**WHAT IS REQUIRED:**
Each entry that follows needs to be written out exactly, with nothing left out.

**Dataset items:**
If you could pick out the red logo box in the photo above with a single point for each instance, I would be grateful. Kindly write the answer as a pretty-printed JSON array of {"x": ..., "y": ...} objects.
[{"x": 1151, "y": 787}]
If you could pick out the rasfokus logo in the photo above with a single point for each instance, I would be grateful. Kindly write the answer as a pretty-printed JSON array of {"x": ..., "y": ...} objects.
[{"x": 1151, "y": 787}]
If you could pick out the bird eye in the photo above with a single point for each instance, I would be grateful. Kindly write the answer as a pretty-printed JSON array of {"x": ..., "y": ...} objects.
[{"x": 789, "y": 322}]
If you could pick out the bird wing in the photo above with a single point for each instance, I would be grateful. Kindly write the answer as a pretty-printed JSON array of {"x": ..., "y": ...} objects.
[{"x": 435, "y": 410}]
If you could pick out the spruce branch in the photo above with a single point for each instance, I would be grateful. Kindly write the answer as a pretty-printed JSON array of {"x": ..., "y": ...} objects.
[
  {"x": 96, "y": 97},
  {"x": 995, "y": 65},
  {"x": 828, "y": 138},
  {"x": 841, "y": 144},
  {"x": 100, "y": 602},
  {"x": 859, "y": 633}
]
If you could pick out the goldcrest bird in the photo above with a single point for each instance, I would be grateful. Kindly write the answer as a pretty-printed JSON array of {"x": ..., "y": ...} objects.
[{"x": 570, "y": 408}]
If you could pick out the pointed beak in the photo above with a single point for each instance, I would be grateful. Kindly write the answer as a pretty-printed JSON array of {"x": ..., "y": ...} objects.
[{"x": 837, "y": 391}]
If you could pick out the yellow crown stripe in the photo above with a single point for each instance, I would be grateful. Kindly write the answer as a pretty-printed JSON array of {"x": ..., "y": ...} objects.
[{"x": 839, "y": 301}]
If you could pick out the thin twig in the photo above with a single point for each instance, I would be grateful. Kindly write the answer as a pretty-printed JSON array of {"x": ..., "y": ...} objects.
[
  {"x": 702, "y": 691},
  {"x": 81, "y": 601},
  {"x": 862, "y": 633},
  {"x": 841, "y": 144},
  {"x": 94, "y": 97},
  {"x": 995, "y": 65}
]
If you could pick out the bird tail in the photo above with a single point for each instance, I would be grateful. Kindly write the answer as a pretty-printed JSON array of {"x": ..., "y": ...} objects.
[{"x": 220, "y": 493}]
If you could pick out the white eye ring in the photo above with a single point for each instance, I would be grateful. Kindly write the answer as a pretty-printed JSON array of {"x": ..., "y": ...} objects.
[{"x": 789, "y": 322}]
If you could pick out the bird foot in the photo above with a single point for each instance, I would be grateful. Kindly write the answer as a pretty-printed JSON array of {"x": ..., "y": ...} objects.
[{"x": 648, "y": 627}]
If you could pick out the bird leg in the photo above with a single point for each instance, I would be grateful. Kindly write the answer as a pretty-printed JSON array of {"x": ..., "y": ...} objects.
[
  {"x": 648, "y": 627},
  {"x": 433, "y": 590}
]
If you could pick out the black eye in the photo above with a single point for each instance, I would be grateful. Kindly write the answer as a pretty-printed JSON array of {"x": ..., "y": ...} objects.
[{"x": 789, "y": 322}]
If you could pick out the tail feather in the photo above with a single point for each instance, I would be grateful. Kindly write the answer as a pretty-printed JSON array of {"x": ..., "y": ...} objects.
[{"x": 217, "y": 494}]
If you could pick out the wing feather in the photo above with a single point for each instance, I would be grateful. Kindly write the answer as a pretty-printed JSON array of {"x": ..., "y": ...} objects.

**PROBLEM SOLUTION:**
If you could pick out the red logo box in the photo above with a single point for each instance, I would be grateful. Kindly write the answer as a pretty-printed JSON array of {"x": ..., "y": ...} objects.
[{"x": 1151, "y": 787}]
If you could pick out the rasfokus logo in the photo above with a single point for each instance, I would be grateful. Kindly write the answer as a pretty-printed JSON array of {"x": ..., "y": ...} objects.
[{"x": 1151, "y": 787}]
If you could pick out the bird eye in the photo above with a single point for each instance, I would be grateful. Kindly write the answer as a pretty-printed JSON array of {"x": ..., "y": ...} objects.
[{"x": 789, "y": 322}]
If you could pick out the bird wing in the photo above with a single point for each instance, I would be grateful. Kindly write the answer as a pretty-printed JSON array of {"x": ..., "y": ...} objects.
[{"x": 435, "y": 410}]
If you could pick out the spruce branch in the photo above with a single point for each instance, I would be grateful. Kindly write the answer as a pretty-printed JSON array of {"x": ..., "y": ...} objects.
[
  {"x": 96, "y": 97},
  {"x": 995, "y": 65},
  {"x": 828, "y": 138},
  {"x": 841, "y": 144},
  {"x": 100, "y": 602},
  {"x": 859, "y": 633}
]
If you could pick out the goldcrest bird in the photo above with a single point for each instance, I would be grateful. Kindly write the answer as a pretty-printed JSON array of {"x": ..., "y": ...} objects.
[{"x": 570, "y": 408}]
If you could pick out the pointed beak in the photo above with a single point for each instance, I would be grateful. Kindly write the answer as a pretty-printed JSON array of {"x": ..., "y": ...} objects.
[{"x": 837, "y": 391}]
If you could pick out the yellow crown stripe in the photo above with a single point for each instance, I would be grateful. Kindly write the answer as a pretty-printed JSON array of {"x": ..., "y": ...} objects.
[{"x": 839, "y": 301}]
If you could pick out the thin twig in the photo above with a single point for each instance, I would be grateful. Kindly write the answer as a pretty-printed JSON array of {"x": ..., "y": ...} objects.
[
  {"x": 702, "y": 691},
  {"x": 81, "y": 601},
  {"x": 862, "y": 633},
  {"x": 841, "y": 144},
  {"x": 94, "y": 97},
  {"x": 995, "y": 65}
]
If you could pick out the bird tail in the photo above with a single point for each instance, I would be grateful. Kindly write the answer as a pretty-printed JSON array of {"x": ..., "y": ...} objects.
[{"x": 220, "y": 493}]
If you could pick out the white eye ring in the photo above with a single point for each instance, I would be grateful. Kindly write the answer as a pretty-printed JSON array of {"x": ..., "y": ...} objects.
[{"x": 789, "y": 322}]
If you could pick out the bird foot in the photo above with a single point for each instance, I would be grateful. Kindly write the answer as a pretty-printed JSON array of {"x": ..., "y": ...} objects.
[{"x": 648, "y": 627}]
If you could pick out the bird leg in the photo above with a single point for each instance, I would be grateful. Kindly write the answer as a pretty-printed JSON array of {"x": ..., "y": ...} objects.
[
  {"x": 648, "y": 627},
  {"x": 433, "y": 590}
]
If you could pick out the black eye in the photo above with a single point for each instance, I would be grateful. Kindly write the answer as a pretty-printed JSON array of {"x": ..., "y": ...} objects.
[{"x": 789, "y": 322}]
If you could pick out the tail feather in the photo above with a single point for each instance, I would be grateful. Kindly write the answer as a pretty-printed JSON array of {"x": ..., "y": ...} objects.
[{"x": 217, "y": 494}]
If you could pick out the wing feather in the photo above with a single point for each instance, I would be grateful. Kindly write the answer as a pretty-printed JSON array of {"x": ..., "y": ...} objects.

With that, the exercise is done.